[Set problem]:
Show every line below that contains the word "face", copying each one in full.

[Data shown]:
--- begin ---

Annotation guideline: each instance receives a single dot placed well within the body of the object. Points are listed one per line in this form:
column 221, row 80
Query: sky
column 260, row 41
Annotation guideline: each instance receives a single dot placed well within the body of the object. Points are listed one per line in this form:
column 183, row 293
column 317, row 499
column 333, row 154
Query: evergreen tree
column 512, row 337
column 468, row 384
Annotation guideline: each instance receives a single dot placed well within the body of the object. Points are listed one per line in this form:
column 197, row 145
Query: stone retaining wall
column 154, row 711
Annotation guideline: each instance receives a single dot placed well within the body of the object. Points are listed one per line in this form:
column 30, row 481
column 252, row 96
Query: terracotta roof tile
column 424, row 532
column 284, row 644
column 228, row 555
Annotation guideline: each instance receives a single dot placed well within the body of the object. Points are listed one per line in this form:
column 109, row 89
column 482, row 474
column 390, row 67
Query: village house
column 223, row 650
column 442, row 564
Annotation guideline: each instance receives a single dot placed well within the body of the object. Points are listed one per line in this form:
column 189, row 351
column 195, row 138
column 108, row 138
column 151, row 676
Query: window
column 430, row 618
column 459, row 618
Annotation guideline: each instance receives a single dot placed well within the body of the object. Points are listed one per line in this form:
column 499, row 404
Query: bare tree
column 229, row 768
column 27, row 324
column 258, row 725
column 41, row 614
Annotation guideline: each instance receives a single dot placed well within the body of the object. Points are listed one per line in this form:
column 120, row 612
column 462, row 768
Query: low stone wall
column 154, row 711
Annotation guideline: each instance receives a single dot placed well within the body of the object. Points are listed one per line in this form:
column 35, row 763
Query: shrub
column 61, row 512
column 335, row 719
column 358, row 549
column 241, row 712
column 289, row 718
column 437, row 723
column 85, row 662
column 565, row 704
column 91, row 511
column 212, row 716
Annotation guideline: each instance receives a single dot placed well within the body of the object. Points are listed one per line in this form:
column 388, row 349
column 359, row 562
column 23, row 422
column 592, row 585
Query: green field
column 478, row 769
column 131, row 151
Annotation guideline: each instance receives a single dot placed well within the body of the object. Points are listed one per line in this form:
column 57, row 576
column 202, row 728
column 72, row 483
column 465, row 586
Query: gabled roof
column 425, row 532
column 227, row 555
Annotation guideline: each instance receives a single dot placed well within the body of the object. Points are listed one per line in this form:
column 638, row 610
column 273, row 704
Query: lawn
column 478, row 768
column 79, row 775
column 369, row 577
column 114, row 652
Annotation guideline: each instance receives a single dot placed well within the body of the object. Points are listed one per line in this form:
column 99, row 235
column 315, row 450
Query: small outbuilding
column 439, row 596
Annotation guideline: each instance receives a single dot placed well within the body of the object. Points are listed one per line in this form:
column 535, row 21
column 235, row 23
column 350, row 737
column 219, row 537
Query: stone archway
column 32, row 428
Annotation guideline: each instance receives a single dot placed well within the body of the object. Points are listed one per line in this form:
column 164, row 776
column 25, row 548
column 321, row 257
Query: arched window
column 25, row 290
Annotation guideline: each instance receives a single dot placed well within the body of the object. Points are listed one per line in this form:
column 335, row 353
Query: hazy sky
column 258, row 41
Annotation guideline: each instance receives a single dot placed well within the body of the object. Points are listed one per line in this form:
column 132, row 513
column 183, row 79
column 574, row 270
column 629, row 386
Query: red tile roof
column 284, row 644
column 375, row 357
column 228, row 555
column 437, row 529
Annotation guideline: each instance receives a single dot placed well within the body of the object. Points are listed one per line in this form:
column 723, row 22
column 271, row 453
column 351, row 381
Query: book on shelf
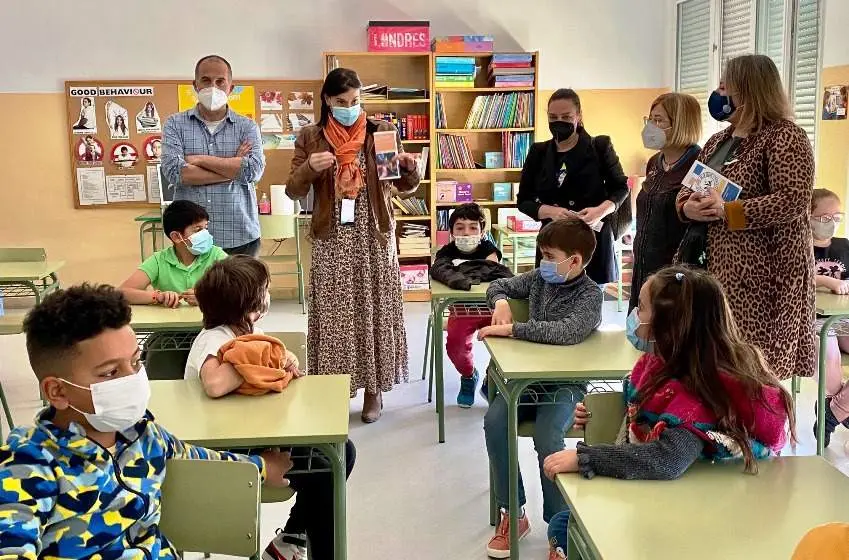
column 502, row 110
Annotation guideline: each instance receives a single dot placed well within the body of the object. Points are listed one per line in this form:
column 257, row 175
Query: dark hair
column 467, row 211
column 570, row 235
column 181, row 214
column 822, row 194
column 697, row 338
column 214, row 57
column 337, row 82
column 230, row 291
column 67, row 317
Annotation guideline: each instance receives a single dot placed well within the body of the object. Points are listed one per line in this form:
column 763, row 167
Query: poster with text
column 125, row 188
column 242, row 100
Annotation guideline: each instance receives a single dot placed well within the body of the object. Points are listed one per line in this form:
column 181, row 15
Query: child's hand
column 189, row 297
column 496, row 330
column 277, row 464
column 168, row 299
column 502, row 315
column 582, row 416
column 560, row 462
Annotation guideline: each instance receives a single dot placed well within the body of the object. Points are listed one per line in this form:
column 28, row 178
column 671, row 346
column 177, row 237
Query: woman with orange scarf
column 356, row 314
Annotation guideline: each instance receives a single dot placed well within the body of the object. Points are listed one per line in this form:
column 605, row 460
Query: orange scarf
column 347, row 143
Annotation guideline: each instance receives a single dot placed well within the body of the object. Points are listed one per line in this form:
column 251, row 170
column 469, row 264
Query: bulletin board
column 115, row 131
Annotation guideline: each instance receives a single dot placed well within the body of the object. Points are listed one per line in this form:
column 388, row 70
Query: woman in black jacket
column 574, row 173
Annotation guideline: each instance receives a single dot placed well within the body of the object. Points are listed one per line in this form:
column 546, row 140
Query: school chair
column 211, row 507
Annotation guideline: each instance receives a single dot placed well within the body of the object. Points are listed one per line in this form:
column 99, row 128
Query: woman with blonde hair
column 673, row 127
column 760, row 246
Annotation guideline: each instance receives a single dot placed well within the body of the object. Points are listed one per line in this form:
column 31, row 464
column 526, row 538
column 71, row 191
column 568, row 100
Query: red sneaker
column 499, row 545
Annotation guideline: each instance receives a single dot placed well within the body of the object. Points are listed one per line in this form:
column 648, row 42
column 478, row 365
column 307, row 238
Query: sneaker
column 499, row 545
column 466, row 396
column 831, row 422
column 286, row 546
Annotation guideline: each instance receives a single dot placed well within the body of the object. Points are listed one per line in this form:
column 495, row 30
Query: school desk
column 605, row 356
column 311, row 412
column 29, row 278
column 834, row 308
column 149, row 223
column 441, row 296
column 712, row 511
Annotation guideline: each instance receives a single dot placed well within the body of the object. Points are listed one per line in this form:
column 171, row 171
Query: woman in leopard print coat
column 760, row 246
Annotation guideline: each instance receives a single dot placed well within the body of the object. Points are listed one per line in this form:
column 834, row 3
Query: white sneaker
column 286, row 546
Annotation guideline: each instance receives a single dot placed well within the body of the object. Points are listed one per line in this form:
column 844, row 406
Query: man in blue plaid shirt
column 213, row 157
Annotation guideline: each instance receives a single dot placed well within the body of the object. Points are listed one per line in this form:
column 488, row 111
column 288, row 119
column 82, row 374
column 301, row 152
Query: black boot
column 831, row 422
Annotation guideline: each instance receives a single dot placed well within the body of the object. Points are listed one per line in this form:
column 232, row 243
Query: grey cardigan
column 559, row 313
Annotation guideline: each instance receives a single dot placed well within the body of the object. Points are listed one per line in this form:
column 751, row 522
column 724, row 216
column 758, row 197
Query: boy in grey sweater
column 564, row 308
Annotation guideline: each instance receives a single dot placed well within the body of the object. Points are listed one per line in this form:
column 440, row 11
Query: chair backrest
column 211, row 506
column 608, row 412
column 295, row 342
column 22, row 254
column 519, row 308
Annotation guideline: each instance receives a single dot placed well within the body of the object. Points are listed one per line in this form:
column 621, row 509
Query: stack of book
column 454, row 152
column 455, row 72
column 412, row 206
column 512, row 70
column 502, row 110
column 463, row 43
column 515, row 146
column 414, row 240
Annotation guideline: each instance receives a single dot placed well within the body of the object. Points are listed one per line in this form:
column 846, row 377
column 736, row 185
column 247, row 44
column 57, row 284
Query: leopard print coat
column 763, row 253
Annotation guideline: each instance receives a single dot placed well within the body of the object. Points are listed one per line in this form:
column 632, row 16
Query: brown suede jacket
column 301, row 177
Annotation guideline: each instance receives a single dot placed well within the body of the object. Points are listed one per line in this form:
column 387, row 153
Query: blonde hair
column 685, row 116
column 754, row 81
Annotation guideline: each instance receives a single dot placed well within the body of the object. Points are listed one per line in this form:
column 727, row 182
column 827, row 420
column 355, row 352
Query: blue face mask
column 346, row 115
column 631, row 325
column 201, row 242
column 720, row 106
column 548, row 271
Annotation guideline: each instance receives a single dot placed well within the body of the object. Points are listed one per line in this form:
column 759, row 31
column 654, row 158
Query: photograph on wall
column 116, row 116
column 87, row 121
column 124, row 155
column 147, row 120
column 89, row 150
column 834, row 103
column 271, row 100
column 91, row 185
column 271, row 122
column 300, row 100
column 297, row 121
column 125, row 188
column 152, row 149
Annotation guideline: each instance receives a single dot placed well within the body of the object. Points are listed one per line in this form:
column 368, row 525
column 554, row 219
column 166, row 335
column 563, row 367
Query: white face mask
column 212, row 98
column 118, row 403
column 467, row 243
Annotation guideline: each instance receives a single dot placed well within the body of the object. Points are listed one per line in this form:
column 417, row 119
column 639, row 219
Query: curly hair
column 67, row 317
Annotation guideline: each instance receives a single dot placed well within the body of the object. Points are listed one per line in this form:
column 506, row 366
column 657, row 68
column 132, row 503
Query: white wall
column 835, row 50
column 583, row 43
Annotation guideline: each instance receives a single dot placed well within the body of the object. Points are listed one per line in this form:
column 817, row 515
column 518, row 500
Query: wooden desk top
column 713, row 511
column 28, row 271
column 313, row 409
column 606, row 354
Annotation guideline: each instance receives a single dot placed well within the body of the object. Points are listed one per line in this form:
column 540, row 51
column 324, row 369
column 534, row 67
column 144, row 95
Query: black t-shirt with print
column 833, row 261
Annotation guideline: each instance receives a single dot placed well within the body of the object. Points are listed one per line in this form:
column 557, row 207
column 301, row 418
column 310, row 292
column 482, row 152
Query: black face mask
column 561, row 130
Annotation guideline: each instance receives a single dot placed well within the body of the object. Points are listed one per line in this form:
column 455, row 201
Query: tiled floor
column 410, row 498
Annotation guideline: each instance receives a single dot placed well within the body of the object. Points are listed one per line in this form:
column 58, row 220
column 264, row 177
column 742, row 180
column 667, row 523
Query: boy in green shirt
column 174, row 271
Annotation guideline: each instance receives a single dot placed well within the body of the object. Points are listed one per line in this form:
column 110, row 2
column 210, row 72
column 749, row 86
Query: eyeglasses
column 837, row 217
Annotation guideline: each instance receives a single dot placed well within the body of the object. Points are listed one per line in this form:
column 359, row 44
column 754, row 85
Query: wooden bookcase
column 457, row 103
column 408, row 70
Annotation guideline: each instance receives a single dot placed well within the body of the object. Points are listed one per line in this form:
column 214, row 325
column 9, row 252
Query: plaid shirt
column 232, row 206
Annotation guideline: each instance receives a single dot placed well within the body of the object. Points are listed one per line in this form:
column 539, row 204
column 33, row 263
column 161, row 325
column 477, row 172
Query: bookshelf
column 400, row 70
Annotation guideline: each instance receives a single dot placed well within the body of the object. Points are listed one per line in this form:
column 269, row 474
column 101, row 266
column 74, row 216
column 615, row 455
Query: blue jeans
column 558, row 529
column 551, row 422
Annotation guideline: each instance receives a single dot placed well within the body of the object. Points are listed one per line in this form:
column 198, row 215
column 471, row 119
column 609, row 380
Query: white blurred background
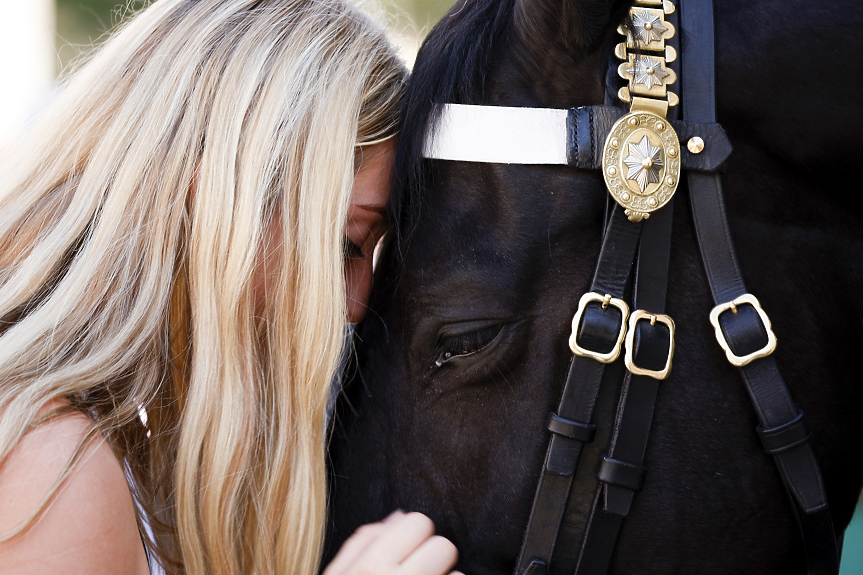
column 41, row 39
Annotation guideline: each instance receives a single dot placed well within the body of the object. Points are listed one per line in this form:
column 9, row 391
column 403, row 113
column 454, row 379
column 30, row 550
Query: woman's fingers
column 355, row 546
column 436, row 556
column 403, row 535
column 402, row 544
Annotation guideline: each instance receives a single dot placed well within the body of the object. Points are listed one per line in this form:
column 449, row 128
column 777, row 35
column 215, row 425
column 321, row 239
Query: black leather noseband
column 783, row 429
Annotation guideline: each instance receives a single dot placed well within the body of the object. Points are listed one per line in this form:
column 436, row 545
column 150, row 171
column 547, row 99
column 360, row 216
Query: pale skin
column 90, row 528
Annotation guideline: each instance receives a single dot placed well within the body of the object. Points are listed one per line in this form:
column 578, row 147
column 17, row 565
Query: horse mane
column 451, row 68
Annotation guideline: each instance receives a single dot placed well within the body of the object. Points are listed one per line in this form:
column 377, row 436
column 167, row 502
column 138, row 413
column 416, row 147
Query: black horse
column 465, row 351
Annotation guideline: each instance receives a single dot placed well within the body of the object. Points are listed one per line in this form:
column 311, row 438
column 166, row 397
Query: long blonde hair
column 131, row 220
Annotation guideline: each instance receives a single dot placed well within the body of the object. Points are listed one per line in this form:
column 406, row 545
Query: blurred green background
column 81, row 23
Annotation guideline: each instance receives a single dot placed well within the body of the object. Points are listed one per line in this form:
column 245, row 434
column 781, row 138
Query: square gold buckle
column 637, row 316
column 737, row 360
column 606, row 301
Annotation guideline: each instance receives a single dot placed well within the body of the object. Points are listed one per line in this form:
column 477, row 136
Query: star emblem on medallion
column 648, row 72
column 644, row 163
column 647, row 27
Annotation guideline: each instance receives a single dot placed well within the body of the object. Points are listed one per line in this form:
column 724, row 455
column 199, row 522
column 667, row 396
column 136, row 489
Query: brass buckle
column 720, row 337
column 606, row 301
column 636, row 316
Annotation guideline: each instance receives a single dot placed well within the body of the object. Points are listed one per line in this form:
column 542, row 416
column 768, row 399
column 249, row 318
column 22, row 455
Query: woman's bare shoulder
column 89, row 525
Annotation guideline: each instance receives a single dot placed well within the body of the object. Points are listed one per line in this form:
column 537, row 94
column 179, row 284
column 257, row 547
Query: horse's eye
column 464, row 344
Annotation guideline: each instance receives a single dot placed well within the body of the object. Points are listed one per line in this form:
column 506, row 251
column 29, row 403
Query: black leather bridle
column 783, row 430
column 638, row 234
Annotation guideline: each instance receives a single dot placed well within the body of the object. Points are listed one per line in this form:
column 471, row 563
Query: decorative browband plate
column 641, row 163
column 641, row 156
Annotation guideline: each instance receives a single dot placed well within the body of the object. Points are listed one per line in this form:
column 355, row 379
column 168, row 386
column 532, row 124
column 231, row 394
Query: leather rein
column 642, row 162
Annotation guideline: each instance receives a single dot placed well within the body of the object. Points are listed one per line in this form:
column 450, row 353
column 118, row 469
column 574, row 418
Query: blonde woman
column 184, row 233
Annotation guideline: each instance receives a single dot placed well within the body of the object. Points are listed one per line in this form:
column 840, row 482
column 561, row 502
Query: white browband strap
column 499, row 135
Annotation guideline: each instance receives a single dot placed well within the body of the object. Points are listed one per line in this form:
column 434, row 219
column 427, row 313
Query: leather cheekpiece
column 584, row 432
column 621, row 473
column 786, row 436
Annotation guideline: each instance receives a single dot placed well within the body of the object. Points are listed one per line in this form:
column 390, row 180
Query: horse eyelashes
column 464, row 344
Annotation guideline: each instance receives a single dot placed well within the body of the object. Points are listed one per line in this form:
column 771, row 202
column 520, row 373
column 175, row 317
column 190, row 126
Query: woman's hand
column 403, row 544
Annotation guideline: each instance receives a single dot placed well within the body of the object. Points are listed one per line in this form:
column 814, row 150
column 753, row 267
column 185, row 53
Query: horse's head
column 464, row 351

--- end ---

[Result]:
Query: blue face mask
Query: white face mask
Query: black face mask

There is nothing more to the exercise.